• Instructions to follow
Edit the entries, from the line containing "the train control" down through the line containing "[[294, 305]]", so that "evaluation set" becomes "test set" and everything else stays unchanged.

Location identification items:
-.-.-
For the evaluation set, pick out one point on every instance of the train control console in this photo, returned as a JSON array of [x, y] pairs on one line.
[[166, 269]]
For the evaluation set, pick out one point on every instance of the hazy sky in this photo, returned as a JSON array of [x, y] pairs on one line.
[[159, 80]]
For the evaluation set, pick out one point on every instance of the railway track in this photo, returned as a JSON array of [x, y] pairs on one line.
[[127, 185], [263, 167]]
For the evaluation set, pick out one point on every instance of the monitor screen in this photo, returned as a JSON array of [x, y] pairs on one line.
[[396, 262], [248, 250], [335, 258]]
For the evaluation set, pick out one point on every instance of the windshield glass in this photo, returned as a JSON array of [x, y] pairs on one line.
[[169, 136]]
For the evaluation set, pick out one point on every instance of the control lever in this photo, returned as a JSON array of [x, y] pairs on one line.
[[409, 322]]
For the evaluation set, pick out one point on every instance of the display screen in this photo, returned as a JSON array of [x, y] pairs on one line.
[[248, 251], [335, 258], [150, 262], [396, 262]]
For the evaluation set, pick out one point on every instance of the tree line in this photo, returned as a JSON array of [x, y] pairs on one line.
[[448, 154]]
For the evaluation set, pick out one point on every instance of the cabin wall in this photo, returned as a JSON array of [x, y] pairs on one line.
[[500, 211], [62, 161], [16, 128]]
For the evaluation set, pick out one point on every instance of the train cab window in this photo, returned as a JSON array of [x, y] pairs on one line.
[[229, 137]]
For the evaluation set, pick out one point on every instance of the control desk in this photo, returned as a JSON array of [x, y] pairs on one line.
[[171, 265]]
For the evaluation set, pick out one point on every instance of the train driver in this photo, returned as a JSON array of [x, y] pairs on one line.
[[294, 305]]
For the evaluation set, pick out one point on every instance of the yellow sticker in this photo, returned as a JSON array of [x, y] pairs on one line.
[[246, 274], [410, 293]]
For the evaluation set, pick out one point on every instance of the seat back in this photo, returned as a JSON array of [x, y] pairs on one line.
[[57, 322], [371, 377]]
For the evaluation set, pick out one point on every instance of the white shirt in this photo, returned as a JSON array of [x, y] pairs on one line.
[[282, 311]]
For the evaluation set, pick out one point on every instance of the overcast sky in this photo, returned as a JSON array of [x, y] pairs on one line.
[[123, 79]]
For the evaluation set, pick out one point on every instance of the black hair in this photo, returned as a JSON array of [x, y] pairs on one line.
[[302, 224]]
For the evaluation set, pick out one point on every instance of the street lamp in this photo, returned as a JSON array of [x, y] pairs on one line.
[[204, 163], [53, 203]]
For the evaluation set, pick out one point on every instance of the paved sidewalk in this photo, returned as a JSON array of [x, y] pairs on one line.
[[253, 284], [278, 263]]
-.-.-
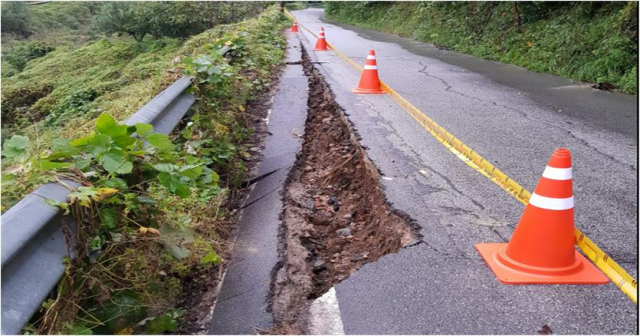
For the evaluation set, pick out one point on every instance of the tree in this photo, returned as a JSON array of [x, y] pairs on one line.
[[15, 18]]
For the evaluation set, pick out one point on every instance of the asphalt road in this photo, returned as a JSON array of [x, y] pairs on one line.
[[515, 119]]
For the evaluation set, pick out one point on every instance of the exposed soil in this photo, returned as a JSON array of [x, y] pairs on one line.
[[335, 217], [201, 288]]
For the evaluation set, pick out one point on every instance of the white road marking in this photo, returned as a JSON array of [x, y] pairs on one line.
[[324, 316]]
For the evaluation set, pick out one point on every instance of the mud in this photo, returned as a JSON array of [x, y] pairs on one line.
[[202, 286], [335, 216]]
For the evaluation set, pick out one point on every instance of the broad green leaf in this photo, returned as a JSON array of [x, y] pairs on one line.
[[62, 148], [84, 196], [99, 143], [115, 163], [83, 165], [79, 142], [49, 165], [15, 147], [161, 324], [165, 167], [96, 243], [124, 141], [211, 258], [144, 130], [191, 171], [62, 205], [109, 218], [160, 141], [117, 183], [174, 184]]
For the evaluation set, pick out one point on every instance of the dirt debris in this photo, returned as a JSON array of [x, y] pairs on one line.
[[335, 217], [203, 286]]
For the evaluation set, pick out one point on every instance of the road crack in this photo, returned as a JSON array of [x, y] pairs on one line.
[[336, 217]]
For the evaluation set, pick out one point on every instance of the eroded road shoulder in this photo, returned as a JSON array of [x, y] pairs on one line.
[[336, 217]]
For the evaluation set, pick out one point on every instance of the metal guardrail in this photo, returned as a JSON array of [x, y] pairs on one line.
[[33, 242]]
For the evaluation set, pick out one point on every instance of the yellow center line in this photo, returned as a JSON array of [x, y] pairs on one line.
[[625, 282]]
-.-.-
• Solved exercise
For the test set, pick out one point on every instance of the train control console in this photo, returned as a JSON array of [x, y] pairs on one line.
[[166, 269]]
For the test set, pick out one point on every instance of the hazy sky in this photo, returned as a JSON array of [x, y] pairs on one line.
[[159, 80]]
For the test set, pick out one point on every instance of the railway track in this photo, returned as a JSON array of [x, y] pairs on one line.
[[127, 185], [263, 167]]
For the test set, pick out one point on every instance of the monitor screen in this photo, returned as a JSON array of [x, y] pairs on one line.
[[396, 262], [248, 250], [335, 258]]
For the test set, pick out one point on every instance of the windshield glass in this photo, returned as a JSON array of [x, y] pairs on one line.
[[169, 136]]
For the test set, pick out one point on every instance of the control lever in this photo, returned as a JSON array of [x, y] pairs on one line.
[[409, 322]]
For the test set, pick out one point on every instance of the display screen in this photo, returned as a JSON array of [x, y] pairs on one line.
[[248, 251], [335, 258], [150, 262], [396, 262]]
For the test set, pick out one point on every instance of the tree line in this photo, returned as a JSON array of [x, y] pairs on one line.
[[448, 154]]
For the test set, pick out one point on every instance of the cabin wall in this photo, returned as a JSON array of [x, y] pairs on one line.
[[500, 211], [62, 161], [16, 128]]
For the test set, pick out one point on every instance of the train cab window in this photo, returned as a JSON array of [x, y] pairs on one line.
[[229, 137]]
For the test set, pick out one point on every instance of the control desk in this photo, returned as a JSON array of [x, y] pairs on one line.
[[171, 265]]
For the test set, pick out one point on every instance of the train driver in this photo, returned as a JSON array of [x, y] pairs on one line.
[[294, 305]]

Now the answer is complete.